= What this task involves =
The records below should be written out again, exactly.

** Opening Listed records block **

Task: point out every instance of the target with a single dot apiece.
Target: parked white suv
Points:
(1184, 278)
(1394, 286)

** Closing Listed records block **

= Task result =
Task: point out every instance of the target with a single dot apiece.
Target: parked white suv
Points:
(1184, 278)
(1394, 286)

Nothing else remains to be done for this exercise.